_THE REQUEST_
Copy every line of the rows below word for word, leaving out the pictures.

Image region outline rows:
★ ★ ★ ★ ★ ★ ★

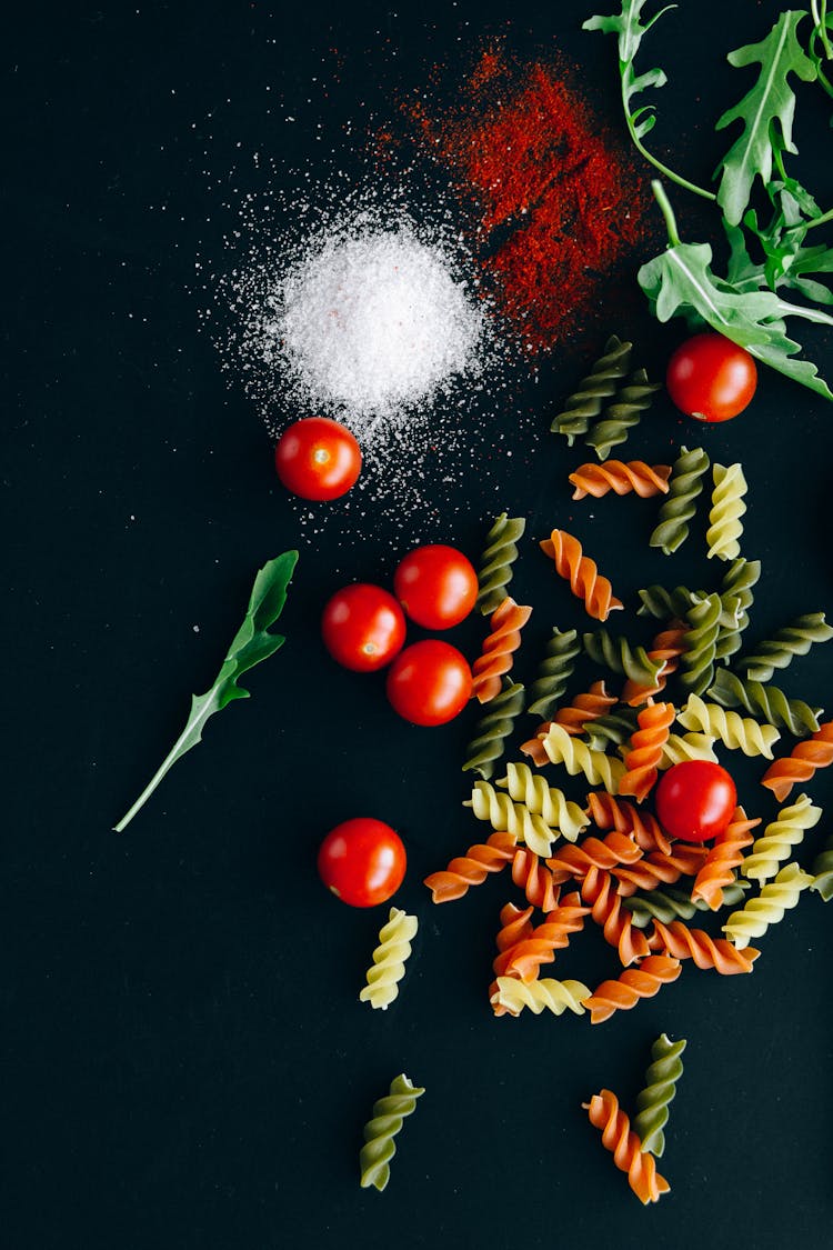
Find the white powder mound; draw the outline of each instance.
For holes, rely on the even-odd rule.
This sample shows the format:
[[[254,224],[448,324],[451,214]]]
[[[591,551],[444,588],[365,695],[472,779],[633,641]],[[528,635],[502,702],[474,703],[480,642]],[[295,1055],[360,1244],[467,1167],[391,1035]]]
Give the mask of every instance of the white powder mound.
[[[293,396],[362,432],[477,376],[487,325],[441,244],[358,220],[307,244],[261,331]]]

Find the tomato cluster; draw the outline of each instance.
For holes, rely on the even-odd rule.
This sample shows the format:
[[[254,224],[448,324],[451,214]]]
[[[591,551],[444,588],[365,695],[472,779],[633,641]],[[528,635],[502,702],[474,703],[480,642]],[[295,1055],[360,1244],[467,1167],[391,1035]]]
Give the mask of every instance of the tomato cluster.
[[[393,594],[357,582],[337,590],[323,609],[321,634],[330,655],[355,672],[391,665],[387,699],[413,725],[445,725],[471,698],[468,661],[456,646],[425,639],[405,646],[406,616],[446,630],[468,616],[477,574],[456,548],[430,544],[410,551],[393,574]]]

★ ★ ★ ★ ★ ★ ★

_RESULT_
Find the white powder mound; draw the outline of each instance.
For holes, rely on the even-odd rule.
This sample shows the format:
[[[254,224],[448,324],[451,214]]]
[[[591,551],[444,588],[365,695],[472,779],[633,641]],[[528,635],[502,702],[474,703],[480,642]],[[295,1055],[360,1244],[467,1167],[391,1035]]]
Give the mask of every instance of the white powder mound.
[[[293,396],[362,432],[477,376],[487,325],[441,244],[358,220],[307,244],[261,331]]]

Find the tomato cluster; draw the outline of each instance.
For holes, rely on the even-odd rule.
This sample shows the format:
[[[254,224],[448,324],[451,214]]]
[[[591,551],[444,588],[365,695],[472,779],[633,641]],[[528,635],[502,702],[474,703],[480,642]],[[295,1055],[360,1244],[467,1167],[391,1035]]]
Give the mask of every instance of the tomato cluster.
[[[393,594],[357,582],[337,590],[323,609],[321,634],[330,655],[355,672],[391,665],[387,699],[413,725],[445,725],[471,698],[468,661],[456,646],[425,639],[405,646],[406,616],[446,630],[468,616],[477,574],[456,548],[430,544],[410,551],[393,574]]]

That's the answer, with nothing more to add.